## [Task instructions]
Copy all of the records word for word.

(Referring expression data)
○ ○ ○ ○ ○ ○ ○

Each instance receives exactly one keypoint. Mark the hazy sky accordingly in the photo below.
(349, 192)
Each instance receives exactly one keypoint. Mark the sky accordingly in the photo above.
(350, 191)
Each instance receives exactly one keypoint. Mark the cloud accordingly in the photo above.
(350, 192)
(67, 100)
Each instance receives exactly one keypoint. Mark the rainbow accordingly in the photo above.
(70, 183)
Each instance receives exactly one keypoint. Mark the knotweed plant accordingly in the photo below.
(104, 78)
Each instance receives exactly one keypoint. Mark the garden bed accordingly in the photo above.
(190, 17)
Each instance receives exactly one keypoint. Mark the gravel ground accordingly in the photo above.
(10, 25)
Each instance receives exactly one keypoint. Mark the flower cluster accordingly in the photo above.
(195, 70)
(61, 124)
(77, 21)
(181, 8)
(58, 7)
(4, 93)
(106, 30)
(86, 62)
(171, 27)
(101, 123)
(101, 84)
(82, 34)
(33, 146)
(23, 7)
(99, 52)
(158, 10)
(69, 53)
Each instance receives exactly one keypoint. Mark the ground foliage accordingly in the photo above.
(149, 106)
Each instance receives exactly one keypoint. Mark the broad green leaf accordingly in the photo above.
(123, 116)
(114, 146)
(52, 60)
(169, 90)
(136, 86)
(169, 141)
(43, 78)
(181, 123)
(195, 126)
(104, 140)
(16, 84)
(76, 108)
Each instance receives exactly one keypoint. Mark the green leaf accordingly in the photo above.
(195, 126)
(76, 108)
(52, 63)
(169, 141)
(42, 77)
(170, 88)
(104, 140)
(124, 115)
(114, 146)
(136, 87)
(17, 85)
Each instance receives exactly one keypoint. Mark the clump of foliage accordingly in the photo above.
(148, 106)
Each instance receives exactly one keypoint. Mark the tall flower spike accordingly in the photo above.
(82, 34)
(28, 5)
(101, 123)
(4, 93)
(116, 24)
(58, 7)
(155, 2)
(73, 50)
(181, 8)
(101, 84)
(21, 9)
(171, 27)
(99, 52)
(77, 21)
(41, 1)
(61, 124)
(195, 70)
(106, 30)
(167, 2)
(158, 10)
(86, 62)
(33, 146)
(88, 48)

○ ○ ○ ○ ○ ○ ○

## [Response to this exercise]
Each instance receives exactly one keypoint. Mark the hazy sky accordingly in the photo below.
(349, 192)
Each instance receives exactly one keypoint. Mark the sky accordingly in the photo above.
(350, 191)
Each instance receives exactly one keypoint. Mark the cloud accordingly in the photo above.
(350, 192)
(67, 100)
Each instance receives exactly one keypoint. Mark the rainbow accordingly in the photo above.
(70, 183)
Each instance receives exactly one keypoint. Mark the knotweed plant accordingly in the photo below.
(104, 78)
Each instance receives exactly one keypoint. Mark the garden bed accordingly in the photo above.
(190, 17)
Each instance receives exactly one keypoint. Mark the gravel ground accordingly in the photo above.
(10, 25)
Each instance receives exactly one keypoint. Mark the flower cluster accordingly in the photo above.
(195, 70)
(61, 124)
(77, 21)
(181, 8)
(58, 7)
(4, 93)
(106, 30)
(86, 62)
(171, 27)
(101, 123)
(101, 84)
(82, 34)
(33, 146)
(23, 7)
(99, 52)
(158, 10)
(69, 53)
Each instance receives exactly one keypoint. Mark the ground foliage accordingly in the photo above.
(149, 106)
Each instance receives exactly one keypoint. Mark the broad green leaf accordingly in the photo above.
(123, 116)
(114, 146)
(52, 60)
(169, 90)
(136, 86)
(169, 141)
(43, 78)
(181, 123)
(195, 126)
(104, 140)
(16, 84)
(76, 108)
Each instance receives exactly one keypoint. Mark the green leaf accordingly in the photo above.
(195, 126)
(76, 108)
(52, 63)
(169, 141)
(42, 77)
(170, 88)
(104, 140)
(124, 115)
(114, 146)
(136, 87)
(17, 85)
Each instance receives exactly one keypoint. Mark the clump of foliage accordingly in the photo above.
(148, 106)
Each instance receives exactly one keypoint. Mark the tall flower spike accordingly in the photo above.
(82, 34)
(28, 5)
(101, 123)
(4, 93)
(116, 24)
(58, 7)
(155, 2)
(73, 50)
(181, 8)
(101, 84)
(21, 9)
(171, 27)
(99, 52)
(77, 21)
(41, 1)
(61, 124)
(195, 70)
(106, 30)
(167, 2)
(158, 10)
(86, 62)
(33, 146)
(88, 48)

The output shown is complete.